---- EXCERPT TO READ

Tuesday, April 24, 2012

Managing Distributed Authentication

As the nation begins its pilots of pioneer Accountable Care Organizations and shares more data for care coordination and population management, IT departments will be asked to make clinical records available to increasing numbers of loosely affiliated clinicians and staff.

The challenge will be managing the authentication and authorization of a diverse population of legitimate users.

BIDMC stakeholders met this week to discuss best practices for managing distributed authentication while protecting privacy.   We suggested three approaches:

1.  Use well defined rules to approve new accounts for external organizations in addition to implementing robust audit systems for monitoring account use

As clinical relationships become increasingly complex, it is no longer sufficient to use staff/credentialing privileges as the gating factor for creating accounts with clinical access rights.   Organizational legal relationships (agreements signed between entire organizations), chain of command sponsorship (MD leadership at an organization requests access for appropriate clinicians), and patient referral patterns (coordination of care requires specific team member access) are all valid reasons for authorizing users.    Since management of  accounts across organizations is challenging, it is important to review audit trails via automated and manual methods, enforcing minimal need to know and appropriate clinical data use policies.   We already use a variation of this approach for those external clinicians caring for BIDMC patients who need access to our read-only web-based provider portal.

2.  Federated authentication

Although one organization can issue credentials to employees of affiliates, it is challenging to monitor changes in the status of users at outside organizations.   What if a clinician's role changes or they leave?   If one organization trusts the credentials of another organization,  a federated approach can provide more timely oversight of access rights.    At Beth Israel Deaconess, we've created a technology that enables EHRs at outside organizations to access records of patients shared in common with BIDMC - the "magic button".     A trusted associated organization manages clinical access to its own systems, and then grants those authorized users rights to BIDMC records for only those patients registered at the local site and BIDMC.  Although comprehensive legal agreements to enable this approach take time to create, the benefit is better account oversight when roles change at outside organizations.

--------
---- SOURCE DATA

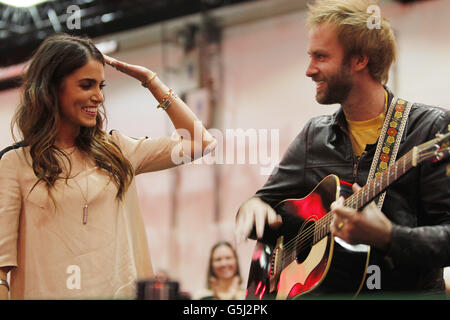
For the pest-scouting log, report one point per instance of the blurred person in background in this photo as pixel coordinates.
(223, 279)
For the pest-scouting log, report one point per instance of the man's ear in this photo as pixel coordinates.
(359, 62)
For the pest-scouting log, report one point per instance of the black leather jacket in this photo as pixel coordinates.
(418, 203)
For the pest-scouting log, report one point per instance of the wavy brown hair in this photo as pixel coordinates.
(38, 115)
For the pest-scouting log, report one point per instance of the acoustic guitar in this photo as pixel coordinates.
(313, 262)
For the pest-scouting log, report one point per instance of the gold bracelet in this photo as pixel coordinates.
(145, 84)
(165, 102)
(4, 283)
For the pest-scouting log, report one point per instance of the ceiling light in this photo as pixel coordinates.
(22, 3)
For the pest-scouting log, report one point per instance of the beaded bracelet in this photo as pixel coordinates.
(145, 84)
(165, 102)
(4, 283)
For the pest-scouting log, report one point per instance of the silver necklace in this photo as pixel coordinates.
(86, 206)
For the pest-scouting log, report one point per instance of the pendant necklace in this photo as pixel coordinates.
(85, 207)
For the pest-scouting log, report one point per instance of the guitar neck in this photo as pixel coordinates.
(366, 194)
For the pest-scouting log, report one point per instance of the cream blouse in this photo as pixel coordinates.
(55, 255)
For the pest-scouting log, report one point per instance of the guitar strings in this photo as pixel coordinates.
(351, 201)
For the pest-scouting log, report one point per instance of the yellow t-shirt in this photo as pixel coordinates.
(365, 132)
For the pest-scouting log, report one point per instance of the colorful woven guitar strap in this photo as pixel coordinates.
(389, 140)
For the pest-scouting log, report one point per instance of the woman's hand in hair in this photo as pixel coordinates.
(138, 72)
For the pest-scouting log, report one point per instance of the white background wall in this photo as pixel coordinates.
(264, 86)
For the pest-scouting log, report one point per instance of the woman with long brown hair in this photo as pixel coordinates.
(70, 221)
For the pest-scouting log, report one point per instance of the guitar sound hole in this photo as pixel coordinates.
(305, 241)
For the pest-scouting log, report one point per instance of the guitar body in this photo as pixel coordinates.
(307, 265)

--------

WHAT YOU WILL DO:
(1) In the post on distributed authentication, print everything from "Tuesday, April 24, 2012" down to "clinicians and staff.".
(2) Answer these questions from the post on distributed authentication:
(a) Who met this week, and to discuss what?
(b) What name does the post give the technology BIDMC created for outside EHRs?
(c) According to the post, what is the benefit of the federated approach, even though its legal agreements take time to create?
(3) Decide whether each statement agrees with the post on distributed authentication:
(a) Staff/credentialing privileges are still sufficient as the gating factor for creating accounts with clinical access rights.
(b) The provider portal that external clinicians use to care for BIDMC patients is read-only.
(c) Under the federated approach, authorized users at a trusted organization get rights to all BIDMC records.

PER-TASK ANSWERS:
(1)
Tuesday, April 24, 2012

Managing Distributed Authentication

As the nation begins its pilots of pioneer Accountable Care Organizations and shares more data for care coordination and population management, IT departments will be asked to make clinical records available to increasing numbers of loosely affiliated clinicians and staff.

(2)
(a) BIDMC stakeholders met to discuss best practices for managing distributed authentication while protecting privacy.
(b) The "magic button."
(c) Better account oversight when roles change at outside organizations.

(3)
(a) No: "it is no longer sufficient to use staff/credentialing privileges as the gating factor for creating accounts with clinical access rights."
(b) Yes: "who need access to our read-only web-based provider portal."
(c) No: "grants those authorized users rights to BIDMC records for only those patients registered at the local site and BIDMC."